--- Start of EXERCISE MATERIAL ---

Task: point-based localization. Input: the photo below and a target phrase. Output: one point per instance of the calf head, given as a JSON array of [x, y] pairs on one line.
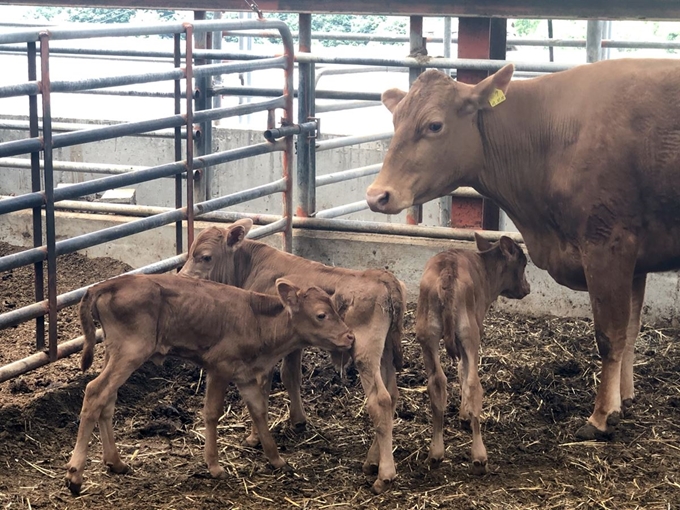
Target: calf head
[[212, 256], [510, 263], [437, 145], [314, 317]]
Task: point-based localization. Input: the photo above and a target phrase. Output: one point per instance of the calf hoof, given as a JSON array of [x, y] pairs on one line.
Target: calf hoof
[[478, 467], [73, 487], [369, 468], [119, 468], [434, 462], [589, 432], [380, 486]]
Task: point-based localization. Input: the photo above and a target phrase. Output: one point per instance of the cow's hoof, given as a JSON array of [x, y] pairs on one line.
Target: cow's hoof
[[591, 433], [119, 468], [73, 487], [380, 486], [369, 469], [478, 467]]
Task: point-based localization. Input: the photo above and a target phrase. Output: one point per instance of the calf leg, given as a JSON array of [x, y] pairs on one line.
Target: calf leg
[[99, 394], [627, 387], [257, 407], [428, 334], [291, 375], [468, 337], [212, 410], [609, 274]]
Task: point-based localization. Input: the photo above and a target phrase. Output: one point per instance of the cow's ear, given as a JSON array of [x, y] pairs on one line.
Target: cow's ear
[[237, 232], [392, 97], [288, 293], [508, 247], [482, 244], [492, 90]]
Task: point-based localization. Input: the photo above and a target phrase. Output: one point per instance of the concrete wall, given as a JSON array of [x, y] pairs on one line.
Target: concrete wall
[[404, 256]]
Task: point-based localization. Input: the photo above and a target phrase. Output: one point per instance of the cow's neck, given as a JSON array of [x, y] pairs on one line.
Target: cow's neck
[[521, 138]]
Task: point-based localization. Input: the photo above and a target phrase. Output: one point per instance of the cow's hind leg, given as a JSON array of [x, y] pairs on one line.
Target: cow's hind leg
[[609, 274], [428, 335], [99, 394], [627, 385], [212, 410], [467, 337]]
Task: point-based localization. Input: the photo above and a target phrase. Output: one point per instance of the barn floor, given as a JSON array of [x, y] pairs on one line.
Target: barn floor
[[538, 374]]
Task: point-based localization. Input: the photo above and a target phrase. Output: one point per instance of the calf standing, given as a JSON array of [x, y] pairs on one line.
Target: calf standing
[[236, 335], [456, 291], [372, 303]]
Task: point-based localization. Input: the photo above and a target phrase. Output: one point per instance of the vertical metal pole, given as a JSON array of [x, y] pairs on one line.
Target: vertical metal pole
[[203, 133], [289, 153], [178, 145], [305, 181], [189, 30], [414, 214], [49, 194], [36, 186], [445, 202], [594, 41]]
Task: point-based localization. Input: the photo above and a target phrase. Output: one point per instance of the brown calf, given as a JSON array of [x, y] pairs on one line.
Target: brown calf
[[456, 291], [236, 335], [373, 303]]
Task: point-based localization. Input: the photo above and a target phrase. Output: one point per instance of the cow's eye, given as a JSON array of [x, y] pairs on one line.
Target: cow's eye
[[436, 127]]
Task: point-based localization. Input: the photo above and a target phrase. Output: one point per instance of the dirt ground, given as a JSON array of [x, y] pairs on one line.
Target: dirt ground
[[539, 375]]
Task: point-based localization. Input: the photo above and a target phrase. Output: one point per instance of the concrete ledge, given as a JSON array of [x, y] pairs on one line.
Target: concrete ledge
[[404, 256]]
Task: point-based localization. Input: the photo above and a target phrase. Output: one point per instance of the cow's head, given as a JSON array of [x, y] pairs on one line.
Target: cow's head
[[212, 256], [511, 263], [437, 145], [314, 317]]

--- End of EXERCISE MATERIAL ---
--- Start of EXERCISE MATERIAL ---

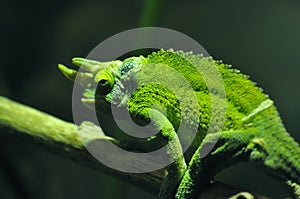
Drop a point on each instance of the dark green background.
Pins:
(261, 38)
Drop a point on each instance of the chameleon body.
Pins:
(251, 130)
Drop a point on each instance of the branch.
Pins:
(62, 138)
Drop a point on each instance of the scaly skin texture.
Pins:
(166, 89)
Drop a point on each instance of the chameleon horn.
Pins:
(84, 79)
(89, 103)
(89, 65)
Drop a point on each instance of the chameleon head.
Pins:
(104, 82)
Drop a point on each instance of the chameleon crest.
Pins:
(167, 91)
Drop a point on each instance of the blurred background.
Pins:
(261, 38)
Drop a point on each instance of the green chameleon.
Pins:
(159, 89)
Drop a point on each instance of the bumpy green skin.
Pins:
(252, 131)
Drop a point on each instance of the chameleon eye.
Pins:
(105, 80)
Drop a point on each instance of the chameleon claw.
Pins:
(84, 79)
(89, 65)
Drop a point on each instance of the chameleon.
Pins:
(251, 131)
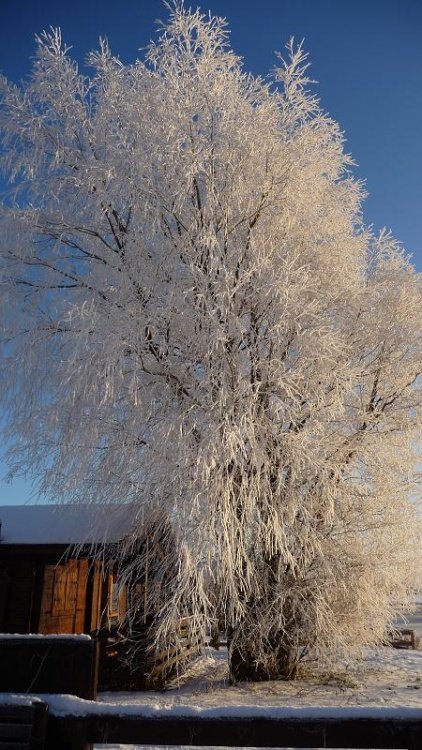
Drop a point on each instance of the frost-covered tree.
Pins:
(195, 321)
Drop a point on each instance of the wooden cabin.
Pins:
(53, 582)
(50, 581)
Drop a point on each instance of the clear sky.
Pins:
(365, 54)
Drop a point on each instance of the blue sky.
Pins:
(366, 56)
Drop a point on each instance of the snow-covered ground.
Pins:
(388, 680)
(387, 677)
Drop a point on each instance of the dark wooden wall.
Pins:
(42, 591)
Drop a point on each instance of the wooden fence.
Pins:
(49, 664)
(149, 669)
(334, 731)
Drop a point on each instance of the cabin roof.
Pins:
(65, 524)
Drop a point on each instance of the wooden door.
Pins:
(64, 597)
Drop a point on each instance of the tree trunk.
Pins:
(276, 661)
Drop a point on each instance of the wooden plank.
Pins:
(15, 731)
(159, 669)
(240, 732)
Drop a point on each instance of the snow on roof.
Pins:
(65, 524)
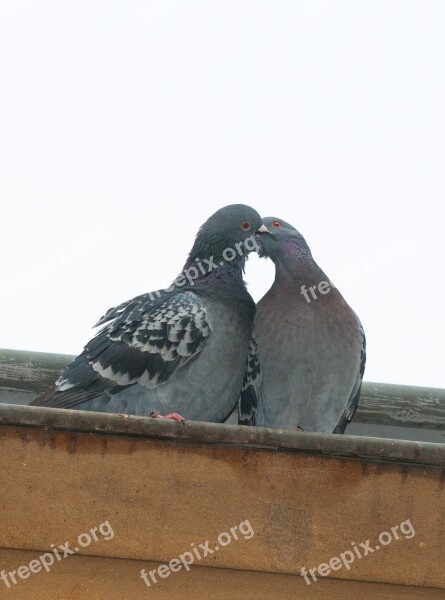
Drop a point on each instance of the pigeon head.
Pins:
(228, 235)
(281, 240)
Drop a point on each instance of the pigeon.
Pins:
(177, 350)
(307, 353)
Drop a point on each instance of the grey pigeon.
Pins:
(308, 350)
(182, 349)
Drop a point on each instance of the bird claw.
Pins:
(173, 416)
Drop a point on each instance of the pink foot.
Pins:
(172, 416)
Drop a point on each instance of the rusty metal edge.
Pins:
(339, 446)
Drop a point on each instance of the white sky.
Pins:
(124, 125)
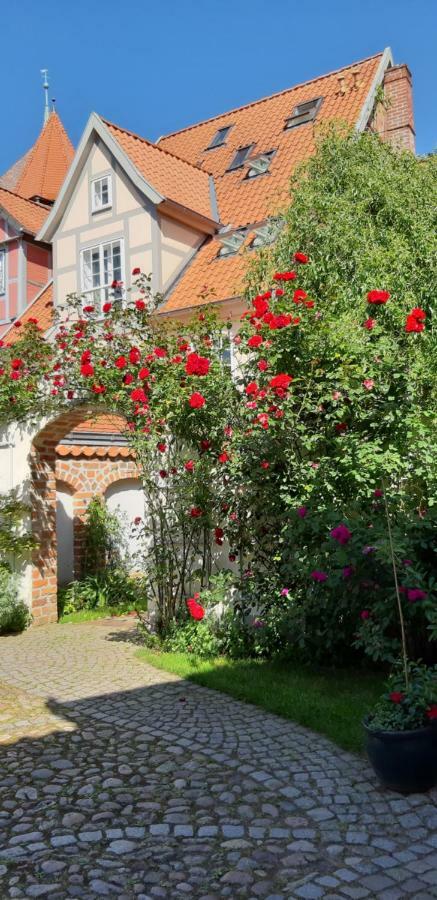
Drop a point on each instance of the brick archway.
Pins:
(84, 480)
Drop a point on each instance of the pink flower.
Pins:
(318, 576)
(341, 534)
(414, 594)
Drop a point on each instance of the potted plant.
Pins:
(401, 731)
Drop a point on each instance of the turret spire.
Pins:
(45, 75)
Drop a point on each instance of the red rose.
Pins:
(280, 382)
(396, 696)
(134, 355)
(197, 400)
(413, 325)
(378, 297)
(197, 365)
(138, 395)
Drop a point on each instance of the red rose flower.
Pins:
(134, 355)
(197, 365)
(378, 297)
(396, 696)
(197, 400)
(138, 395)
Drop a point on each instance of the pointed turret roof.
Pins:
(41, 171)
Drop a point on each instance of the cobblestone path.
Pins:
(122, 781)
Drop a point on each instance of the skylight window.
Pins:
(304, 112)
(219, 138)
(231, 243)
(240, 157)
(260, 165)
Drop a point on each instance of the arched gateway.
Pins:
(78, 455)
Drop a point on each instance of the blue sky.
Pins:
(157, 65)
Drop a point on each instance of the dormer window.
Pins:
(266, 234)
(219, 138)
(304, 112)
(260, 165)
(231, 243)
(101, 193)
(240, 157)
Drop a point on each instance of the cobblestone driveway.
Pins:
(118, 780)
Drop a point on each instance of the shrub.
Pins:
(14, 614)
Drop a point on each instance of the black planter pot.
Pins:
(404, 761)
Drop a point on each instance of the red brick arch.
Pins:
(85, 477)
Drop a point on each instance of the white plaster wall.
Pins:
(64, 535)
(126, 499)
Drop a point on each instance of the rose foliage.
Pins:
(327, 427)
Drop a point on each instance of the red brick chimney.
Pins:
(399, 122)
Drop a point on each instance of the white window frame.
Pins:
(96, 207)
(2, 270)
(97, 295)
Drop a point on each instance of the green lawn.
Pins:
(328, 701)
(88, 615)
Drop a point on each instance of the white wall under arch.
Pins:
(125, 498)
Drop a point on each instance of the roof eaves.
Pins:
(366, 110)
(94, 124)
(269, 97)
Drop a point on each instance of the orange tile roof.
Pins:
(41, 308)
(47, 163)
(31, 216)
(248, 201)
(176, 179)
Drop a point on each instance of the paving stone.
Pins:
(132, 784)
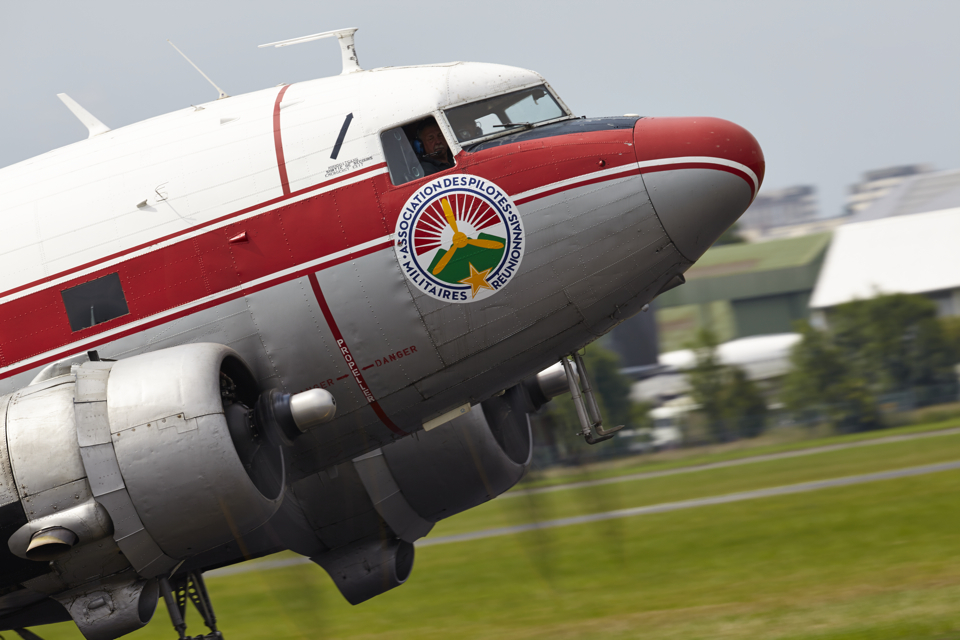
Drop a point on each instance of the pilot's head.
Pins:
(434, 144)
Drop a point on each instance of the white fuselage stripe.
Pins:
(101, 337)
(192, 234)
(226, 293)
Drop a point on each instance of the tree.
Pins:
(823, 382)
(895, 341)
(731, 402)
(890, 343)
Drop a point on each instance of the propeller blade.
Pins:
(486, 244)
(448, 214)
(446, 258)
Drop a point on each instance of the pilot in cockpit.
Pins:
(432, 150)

--- End of EXERCISE MATERIAL ---

◆ WORK TO BE COMPLETED
Change "calf head" to "calf's head" wherever it occurs in the data, starting at the line containing "Task: point-based localization. Input: the photo below" and ending at the line containing "[[212, 256], [510, 263], [437, 145], [314, 317]]". Reproduce only those lines with every other detail unchanged, and leave the pictures out.

◆ ANSWER TO THIS EXERCISE
Task: point-based localization. Input: the photo below and a target phrase. Output: one point per instance of the calf's head, given as a JSON array of [x, y] pairs on one line.
Target: calf's head
[[212, 256], [510, 263], [437, 145], [314, 317]]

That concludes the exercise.